(Extracted records)

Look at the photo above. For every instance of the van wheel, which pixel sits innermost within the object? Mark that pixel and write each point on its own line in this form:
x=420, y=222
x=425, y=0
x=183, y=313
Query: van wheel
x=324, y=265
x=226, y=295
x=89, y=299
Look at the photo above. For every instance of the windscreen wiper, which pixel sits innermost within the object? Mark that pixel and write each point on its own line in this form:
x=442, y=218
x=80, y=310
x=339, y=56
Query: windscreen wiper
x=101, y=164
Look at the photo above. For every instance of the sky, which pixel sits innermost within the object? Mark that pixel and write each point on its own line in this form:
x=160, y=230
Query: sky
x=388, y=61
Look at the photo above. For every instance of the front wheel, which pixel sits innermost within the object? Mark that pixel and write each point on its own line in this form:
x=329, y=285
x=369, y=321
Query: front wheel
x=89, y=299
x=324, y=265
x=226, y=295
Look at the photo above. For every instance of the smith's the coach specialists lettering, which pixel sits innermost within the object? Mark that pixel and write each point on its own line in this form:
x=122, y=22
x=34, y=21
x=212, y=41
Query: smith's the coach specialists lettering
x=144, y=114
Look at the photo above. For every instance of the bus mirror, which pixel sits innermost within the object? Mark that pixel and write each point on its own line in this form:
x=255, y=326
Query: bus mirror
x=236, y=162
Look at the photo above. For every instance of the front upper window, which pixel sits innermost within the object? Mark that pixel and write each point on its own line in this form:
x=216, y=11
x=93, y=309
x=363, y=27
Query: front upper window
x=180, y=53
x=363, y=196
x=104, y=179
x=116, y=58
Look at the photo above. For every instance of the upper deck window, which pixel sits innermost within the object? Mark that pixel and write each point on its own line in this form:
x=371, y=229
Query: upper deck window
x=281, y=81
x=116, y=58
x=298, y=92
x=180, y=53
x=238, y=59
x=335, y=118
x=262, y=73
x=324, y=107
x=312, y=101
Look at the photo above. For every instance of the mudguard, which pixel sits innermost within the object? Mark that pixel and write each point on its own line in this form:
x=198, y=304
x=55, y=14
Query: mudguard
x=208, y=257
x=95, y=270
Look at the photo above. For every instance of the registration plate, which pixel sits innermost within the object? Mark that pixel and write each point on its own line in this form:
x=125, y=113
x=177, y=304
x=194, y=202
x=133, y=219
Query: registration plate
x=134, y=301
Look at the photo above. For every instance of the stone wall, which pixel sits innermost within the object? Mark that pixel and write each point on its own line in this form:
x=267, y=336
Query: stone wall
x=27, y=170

**WORK TO BE COMPLETED**
The lines needed run from the first line of the data through the line containing "x=442, y=218"; give them again exactly and nothing else.

**YOUR RESPONSE**
Look at the photo above. For every instance of the van wheel, which pixel sits innermost within the object? Mark that pixel and write each point on its own line in this form:
x=420, y=222
x=425, y=0
x=183, y=313
Query: van wheel
x=324, y=265
x=226, y=295
x=89, y=299
Look at the photo above. For every instance of the windscreen wiper, which pixel sits innermost within the object? Mark that pixel and write each point on its own line in this form:
x=442, y=218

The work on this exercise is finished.